Supplied data:

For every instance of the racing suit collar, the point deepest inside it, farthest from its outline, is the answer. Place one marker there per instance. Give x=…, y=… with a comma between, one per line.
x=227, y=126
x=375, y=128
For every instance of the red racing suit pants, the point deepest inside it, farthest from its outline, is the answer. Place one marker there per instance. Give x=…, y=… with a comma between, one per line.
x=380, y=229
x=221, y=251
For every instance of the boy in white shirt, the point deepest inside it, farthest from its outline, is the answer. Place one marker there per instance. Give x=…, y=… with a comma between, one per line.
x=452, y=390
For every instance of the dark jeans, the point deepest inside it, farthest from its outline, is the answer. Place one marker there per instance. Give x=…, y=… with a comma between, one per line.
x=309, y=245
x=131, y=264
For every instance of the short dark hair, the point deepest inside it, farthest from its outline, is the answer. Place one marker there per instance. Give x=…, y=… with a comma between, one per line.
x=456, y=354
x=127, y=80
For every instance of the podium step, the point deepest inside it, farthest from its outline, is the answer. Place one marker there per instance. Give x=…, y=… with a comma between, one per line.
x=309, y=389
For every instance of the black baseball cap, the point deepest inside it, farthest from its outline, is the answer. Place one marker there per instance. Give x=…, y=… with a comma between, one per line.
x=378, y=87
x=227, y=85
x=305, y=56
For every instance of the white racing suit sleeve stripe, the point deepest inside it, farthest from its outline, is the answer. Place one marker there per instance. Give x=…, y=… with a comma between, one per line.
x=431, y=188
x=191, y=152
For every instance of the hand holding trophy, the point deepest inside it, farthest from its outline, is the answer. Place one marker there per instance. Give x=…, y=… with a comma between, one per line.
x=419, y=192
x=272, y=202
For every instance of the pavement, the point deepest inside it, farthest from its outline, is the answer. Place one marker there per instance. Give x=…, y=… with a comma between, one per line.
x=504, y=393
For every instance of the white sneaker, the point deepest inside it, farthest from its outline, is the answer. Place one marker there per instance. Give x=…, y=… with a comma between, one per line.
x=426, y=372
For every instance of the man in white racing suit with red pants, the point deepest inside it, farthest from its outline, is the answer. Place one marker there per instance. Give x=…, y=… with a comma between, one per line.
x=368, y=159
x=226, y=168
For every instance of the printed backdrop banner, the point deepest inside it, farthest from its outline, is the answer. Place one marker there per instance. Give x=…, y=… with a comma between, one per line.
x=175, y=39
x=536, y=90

Task to complete:
Repeat the material in full, exactly as it stands.

Problem solution:
For every instance of the racing suit collar, the point deepest inside it, farthest from its outline, is the answer. Place one marker there per instance. Give x=…, y=… with a comma between, one per line.
x=227, y=126
x=375, y=128
For every instance of the red racing suit pants, the point deepest inside it, farthest from its outline, is the answer. Place one marker there per instance. Give x=…, y=… with a comma between, one per line.
x=380, y=229
x=221, y=251
For every instance of the boy in white shirt, the point deepest inside it, farthest from its outline, is the answer. Place one marker there per instance. Give x=…, y=… with a comma between, one per line.
x=452, y=390
For every instance of the dark jeans, the point deepest inside it, farthest from its outline, is the answer. Place one marker there per instance. Give x=…, y=… with a comma between, one per line.
x=309, y=245
x=131, y=264
For every instance of the short dark hair, the point deepest inside it, farthest from its outline, is the answer. Place one marker there per instance. Give x=…, y=… with a comma between, one per line.
x=456, y=354
x=127, y=80
For every instance of the podium step, the point deepest inside it, farthest from its outline, is the answer. Place one marker there per instance. Give x=…, y=… with a comma between, one per line.
x=309, y=389
For every instance of the black baseball cap, the point deepest inside it, farthest from its outline, is the answer. Place one marker there per instance. Give x=…, y=… with a comma between, one per line.
x=378, y=87
x=227, y=85
x=305, y=56
For every instance of the white racing suit sleeve stripe, the point deepest inside it, farthest from its outline, is the answer. Place one marker there per instance. Give x=…, y=… with a comma between, one per line.
x=431, y=188
x=191, y=152
For every instance of the hand holding trophy, the point deepest inside it, farthest from its outline, is the answer. Place one marker there per instance. Give x=…, y=… with a comma between, one per line.
x=419, y=192
x=272, y=202
For every instance of the pavement, the point deepest inside it, farthest from its outline, is the answer. Place one marker there per instance. Give x=…, y=… with a comma between, one per line.
x=504, y=393
For every instance of the white sneaker, the point deepest inside it, farthest from its outline, is the answer. Place one marker there per instance. Give x=…, y=… with a comma between, one per line.
x=426, y=372
For every instance of the man in white racing suit with red pants, the point deepest inside it, farthest from its outline, is the answer. Place one marker there per instance. Give x=…, y=… with a comma between, one per line.
x=368, y=159
x=226, y=168
For every instance of the printed backdrop banner, the point deepest inside it, farthest from its outline, is the answer. Place one marker there per instance. Give x=…, y=… with a comma between, one per line.
x=175, y=39
x=536, y=90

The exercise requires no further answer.